TASK DESCRIPTION |
Please quote the passage about "My Boy Lollipop" word for word, from "British reggae DJ" to "TV series, Heartbeat.".

Blackwell had purchased the original record in 1959 and found the copy in his archives in 1963. He went on to produce Small’s remake, changing the spelling of the song's title to read "Lollipop" instead of "Lollypop". It was recorded in a rhythmically similar shuffle/ska/bluebeat-style, and in 1964, it became her breakthrough blockbuster hit in the United Kingdom, reaching No. 2, kept from reaching top spot by Juliet by the Four Pennies. The song also went to No. 1 in Ireland and No. 2 in the United States (on the Smash Record label, behind "I Get Around" by the Beach Boys). Considered the first commercially successful international ska song, Small's version of "My Boy Lollipop" sold over 7 million copies worldwide and helped to launch Island Records into mainstream popular music. It remains one of the best-selling reggae/ska hits of all time and made Small an international star at the age of 16.

The record's arrangement is credited to Ernest Ranglin, who also plays guitar on the recording. Ranglin stated, with Small's Jamaican-style vocals, he sought to develop the version into a ska tune. The saxophone solo from the original version was replaced by a harmonica solo. It is unclear who played the harmonica – urban legend credited Rod Stewart for many years, but he has denied it. Instead, it was almost certainly either Pete Hogman or Jimmy Powell, both of The Five Dimensions. Pete Hogman and Five Dimensions guitarist Kenny White both maintain it was Pete Hogman, while Jimmy Powell asserts that it was he who played this solo. In an interview with journalist Tom Graves, in the August 2016 issue of Goldmine magazine, Small insisted that it was Stewart who played the harmonica solo. Mike Wells, drummer with Cliff Adams & The Twilights, was hired by Harry Robinson (1932–1996) (Lord Rockingham's XI) and paid £7 10 shillings for the session after recording over the weekend at IBC Studios in Portland Place.

British reggae DJ David Rodigan has stated that watching Millie Small perform the song at the Ready Steady Go! TV show as a school boy initiated his lifelong passion for Jamaican music. The song featured in the 2012 Summer Olympics opening ceremony in London. It has also featured several times in the British TV series, Heartbeat.

INPUT DATA |
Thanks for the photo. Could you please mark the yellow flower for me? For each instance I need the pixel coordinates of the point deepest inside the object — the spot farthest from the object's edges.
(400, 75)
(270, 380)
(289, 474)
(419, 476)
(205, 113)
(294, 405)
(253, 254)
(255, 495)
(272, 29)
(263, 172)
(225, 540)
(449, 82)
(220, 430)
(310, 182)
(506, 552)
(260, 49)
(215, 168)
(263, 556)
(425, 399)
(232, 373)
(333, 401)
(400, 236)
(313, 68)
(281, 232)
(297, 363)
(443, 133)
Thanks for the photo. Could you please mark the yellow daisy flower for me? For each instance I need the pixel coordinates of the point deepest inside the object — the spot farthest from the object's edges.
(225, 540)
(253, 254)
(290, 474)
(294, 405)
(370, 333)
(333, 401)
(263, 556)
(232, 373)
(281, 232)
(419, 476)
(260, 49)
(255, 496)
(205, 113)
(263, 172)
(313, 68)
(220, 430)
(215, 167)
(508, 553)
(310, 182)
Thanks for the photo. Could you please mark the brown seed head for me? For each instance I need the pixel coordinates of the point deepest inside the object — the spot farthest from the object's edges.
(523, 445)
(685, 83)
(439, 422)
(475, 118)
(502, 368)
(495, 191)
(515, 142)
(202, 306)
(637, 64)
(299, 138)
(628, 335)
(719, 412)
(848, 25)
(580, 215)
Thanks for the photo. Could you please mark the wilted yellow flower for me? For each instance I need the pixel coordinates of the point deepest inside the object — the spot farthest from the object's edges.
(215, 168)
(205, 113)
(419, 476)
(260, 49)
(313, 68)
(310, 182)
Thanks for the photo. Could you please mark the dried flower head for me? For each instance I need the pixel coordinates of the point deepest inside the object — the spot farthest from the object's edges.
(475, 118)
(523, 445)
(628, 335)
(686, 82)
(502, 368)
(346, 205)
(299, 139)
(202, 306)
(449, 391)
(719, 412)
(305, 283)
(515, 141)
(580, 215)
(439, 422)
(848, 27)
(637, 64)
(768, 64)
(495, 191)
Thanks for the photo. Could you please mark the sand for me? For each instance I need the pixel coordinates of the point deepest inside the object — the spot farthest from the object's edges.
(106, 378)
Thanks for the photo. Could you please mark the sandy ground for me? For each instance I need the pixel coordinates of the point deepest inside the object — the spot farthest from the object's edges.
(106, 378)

THE ANSWER |
British reggae DJ David Rodigan has stated that watching Millie Small perform the song at the Ready Steady Go! TV show as a school boy initiated his lifelong passion for Jamaican music. The song featured in the 2012 Summer Olympics opening ceremony in London. It has also featured several times in the British TV series, Heartbeat.